# [Fragmento del documento]
———

En definitiva, gente sin sentido común que apenas se para en pensar el sentido de sus tristes y apocadas palabras, respetables, pero tan serias como el pedir la prohibición del alcohol con una cerveza en la mano.

Por mi parte, y tras buscar el amparo de las guirnaldas y las luces de colores, y desde mi más escaso conocimiento y mi más absoluta ignorancia, me siento alegre. Al fin y al cabo las maquinas de apuestas atraen al jugador con el juego de luces y el sonido, incitándolo al juego.

Las luces atraen, nos gusten o no, y en un año como el que vivimos, en donde todos sabemos que está muriendo gente, todos sufrimos el recorte familiar, pues hasta yo mismo no podré desplazarme si quiera a felicitar  a los míos; en un año en el que la sombra de la parca desea darnos la Feliz Navidad; en un año en el que no es necesaria la voz de los profetas anunciando catástrofes, males y llantos -porque ya la vivimos todos-, las luces nos devuelven cierta alegría, nos hacen sonreír, nos llevan a mirar al cielo y al menos, mientras nos deslumbras, nos olvidamos –desde la más absoluta responsabilidad– de los malos momentos.

De todos modos, aunque me afecte poco, veo más útil esto que no gastar el dinero en ayudar a quienes necesitan más un esfuerzo fiscal y un pie menos en el cuello que un donativo.

———

# [Datos proporcionados]
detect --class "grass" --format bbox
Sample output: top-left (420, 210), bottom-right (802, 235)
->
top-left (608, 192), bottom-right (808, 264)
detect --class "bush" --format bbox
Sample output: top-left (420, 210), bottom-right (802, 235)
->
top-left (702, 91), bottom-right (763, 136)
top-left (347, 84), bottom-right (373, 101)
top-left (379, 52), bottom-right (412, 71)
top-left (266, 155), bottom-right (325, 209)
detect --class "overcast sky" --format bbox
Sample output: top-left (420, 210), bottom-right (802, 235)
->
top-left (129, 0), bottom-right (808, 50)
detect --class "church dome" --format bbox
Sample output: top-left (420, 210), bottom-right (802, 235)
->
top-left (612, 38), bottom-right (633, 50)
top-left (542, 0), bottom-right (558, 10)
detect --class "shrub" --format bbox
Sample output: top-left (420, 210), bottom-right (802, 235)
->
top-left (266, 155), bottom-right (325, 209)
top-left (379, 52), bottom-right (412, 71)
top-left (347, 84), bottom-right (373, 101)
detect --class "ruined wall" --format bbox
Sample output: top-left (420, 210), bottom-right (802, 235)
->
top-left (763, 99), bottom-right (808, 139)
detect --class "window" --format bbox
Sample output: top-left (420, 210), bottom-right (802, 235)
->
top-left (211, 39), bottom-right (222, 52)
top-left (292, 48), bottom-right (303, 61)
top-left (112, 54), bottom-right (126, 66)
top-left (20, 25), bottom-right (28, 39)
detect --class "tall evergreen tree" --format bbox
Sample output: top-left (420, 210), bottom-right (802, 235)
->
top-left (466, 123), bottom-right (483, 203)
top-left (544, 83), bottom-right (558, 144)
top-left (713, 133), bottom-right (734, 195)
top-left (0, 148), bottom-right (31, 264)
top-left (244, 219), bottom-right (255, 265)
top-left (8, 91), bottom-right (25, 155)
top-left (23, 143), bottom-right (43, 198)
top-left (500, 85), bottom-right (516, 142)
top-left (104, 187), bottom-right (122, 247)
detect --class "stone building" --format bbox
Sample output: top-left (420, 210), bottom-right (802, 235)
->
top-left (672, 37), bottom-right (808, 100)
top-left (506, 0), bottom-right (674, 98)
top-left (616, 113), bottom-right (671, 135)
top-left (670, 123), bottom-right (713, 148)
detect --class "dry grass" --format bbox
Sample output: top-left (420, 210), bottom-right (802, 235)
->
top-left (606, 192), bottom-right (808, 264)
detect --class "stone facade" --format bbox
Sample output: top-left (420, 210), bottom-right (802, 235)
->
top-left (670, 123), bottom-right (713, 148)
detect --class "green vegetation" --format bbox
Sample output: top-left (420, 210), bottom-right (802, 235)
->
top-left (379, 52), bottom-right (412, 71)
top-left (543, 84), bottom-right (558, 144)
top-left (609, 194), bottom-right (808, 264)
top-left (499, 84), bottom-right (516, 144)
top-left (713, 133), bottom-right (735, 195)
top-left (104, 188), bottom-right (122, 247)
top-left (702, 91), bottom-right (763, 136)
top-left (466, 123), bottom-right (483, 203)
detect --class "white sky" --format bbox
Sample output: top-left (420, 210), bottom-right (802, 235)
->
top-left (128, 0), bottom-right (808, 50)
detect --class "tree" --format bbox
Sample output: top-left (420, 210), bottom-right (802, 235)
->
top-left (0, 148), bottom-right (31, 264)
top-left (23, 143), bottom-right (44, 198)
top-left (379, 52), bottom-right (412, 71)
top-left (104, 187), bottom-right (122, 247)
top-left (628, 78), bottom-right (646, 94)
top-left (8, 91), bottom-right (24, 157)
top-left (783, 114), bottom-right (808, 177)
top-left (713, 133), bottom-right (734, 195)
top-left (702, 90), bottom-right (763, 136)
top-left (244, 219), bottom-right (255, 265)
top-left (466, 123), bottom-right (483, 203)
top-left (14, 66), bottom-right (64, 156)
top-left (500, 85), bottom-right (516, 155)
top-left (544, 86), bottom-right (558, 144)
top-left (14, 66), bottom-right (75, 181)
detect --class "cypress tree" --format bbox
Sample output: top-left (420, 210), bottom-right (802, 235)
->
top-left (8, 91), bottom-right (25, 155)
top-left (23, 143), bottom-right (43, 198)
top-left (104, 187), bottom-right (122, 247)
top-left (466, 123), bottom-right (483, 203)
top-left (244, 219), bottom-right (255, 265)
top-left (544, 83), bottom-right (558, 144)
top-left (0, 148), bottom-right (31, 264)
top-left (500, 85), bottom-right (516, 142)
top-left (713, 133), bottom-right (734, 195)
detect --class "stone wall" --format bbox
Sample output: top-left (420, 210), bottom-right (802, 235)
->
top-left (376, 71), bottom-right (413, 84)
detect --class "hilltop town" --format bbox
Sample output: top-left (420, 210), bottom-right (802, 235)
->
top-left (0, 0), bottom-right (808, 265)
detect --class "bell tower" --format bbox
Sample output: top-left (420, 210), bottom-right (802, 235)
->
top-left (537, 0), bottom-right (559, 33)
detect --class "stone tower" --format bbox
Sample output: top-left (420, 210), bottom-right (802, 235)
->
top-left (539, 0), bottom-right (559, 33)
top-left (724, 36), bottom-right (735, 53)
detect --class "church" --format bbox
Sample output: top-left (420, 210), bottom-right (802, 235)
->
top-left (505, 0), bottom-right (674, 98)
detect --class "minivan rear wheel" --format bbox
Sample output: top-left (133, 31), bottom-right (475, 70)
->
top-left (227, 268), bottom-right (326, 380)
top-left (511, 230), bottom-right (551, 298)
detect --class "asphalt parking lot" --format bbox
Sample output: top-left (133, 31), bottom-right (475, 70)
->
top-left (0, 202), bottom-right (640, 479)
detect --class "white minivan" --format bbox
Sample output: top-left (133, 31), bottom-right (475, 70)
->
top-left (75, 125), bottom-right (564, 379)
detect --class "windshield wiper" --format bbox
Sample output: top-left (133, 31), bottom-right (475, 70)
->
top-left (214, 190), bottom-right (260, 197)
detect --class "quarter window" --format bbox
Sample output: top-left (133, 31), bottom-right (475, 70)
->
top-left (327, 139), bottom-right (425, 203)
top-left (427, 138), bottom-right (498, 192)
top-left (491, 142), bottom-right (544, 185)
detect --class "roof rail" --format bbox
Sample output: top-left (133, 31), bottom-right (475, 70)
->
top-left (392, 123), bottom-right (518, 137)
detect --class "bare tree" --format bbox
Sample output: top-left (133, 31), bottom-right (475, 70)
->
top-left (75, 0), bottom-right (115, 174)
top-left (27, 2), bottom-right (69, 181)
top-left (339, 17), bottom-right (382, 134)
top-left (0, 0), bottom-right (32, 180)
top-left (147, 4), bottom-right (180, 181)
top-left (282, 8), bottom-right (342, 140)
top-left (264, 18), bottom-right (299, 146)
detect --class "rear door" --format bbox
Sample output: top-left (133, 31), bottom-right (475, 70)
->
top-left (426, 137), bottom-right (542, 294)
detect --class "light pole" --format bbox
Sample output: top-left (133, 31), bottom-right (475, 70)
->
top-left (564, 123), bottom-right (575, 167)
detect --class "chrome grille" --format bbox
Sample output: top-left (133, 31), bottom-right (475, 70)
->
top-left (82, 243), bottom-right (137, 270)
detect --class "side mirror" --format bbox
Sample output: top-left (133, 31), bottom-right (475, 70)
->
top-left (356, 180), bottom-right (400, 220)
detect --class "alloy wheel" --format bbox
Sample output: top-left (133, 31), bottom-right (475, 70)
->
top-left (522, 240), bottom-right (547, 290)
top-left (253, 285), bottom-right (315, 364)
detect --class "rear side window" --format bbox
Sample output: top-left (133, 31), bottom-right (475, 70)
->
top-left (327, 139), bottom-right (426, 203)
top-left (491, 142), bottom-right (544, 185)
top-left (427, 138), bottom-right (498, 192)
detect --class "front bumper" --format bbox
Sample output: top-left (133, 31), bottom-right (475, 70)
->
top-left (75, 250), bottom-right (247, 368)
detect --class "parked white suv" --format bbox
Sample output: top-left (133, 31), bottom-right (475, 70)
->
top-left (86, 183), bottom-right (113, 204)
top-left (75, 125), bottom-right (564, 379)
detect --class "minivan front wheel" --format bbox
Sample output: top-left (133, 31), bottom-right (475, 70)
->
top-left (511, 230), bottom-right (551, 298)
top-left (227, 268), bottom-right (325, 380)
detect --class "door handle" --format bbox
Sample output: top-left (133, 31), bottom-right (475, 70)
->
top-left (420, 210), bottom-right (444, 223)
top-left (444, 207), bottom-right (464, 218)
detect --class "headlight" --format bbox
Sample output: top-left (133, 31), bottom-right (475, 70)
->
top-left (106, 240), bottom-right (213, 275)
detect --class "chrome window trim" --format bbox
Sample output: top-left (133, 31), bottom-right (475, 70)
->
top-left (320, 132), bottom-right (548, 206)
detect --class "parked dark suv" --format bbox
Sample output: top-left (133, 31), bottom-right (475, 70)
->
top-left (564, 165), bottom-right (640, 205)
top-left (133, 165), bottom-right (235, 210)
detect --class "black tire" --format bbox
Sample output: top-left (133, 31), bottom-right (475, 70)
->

———

# [Enunciado del problema]
Transcriba de forma literal y completa el fragmento del documento sobre las luces navideñas.

# [Solución completa]
En definitiva, gente sin sentido común que apenas se para en pensar el sentido de sus tristes y apocadas palabras, respetables, pero tan serias como el pedir la prohibición del alcohol con una cerveza en la mano.

Por mi parte, y tras buscar el amparo de las guirnaldas y las luces de colores, y desde mi más escaso conocimiento y mi más absoluta ignorancia, me siento alegre. Al fin y al cabo las maquinas de apuestas atraen al jugador con el juego de luces y el sonido, incitándolo al juego.

Las luces atraen, nos gusten o no, y en un año como el que vivimos, en donde todos sabemos que está muriendo gente, todos sufrimos el recorte familiar, pues hasta yo mismo no podré desplazarme si quiera a felicitar  a los míos; en un año en el que la sombra de la parca desea darnos la Feliz Navidad; en un año en el que no es necesaria la voz de los profetas anunciando catástrofes, males y llantos -porque ya la vivimos todos-, las luces nos devuelven cierta alegría, nos hacen sonreír, nos llevan a mirar al cielo y al menos, mientras nos deslumbras, nos olvidamos –desde la más absoluta responsabilidad– de los malos momentos.

De todos modos, aunque me afecte poco, veo más útil esto que no gastar el dinero en ayudar a quienes necesitan más un esfuerzo fiscal y un pie menos en el cuello que un donativo.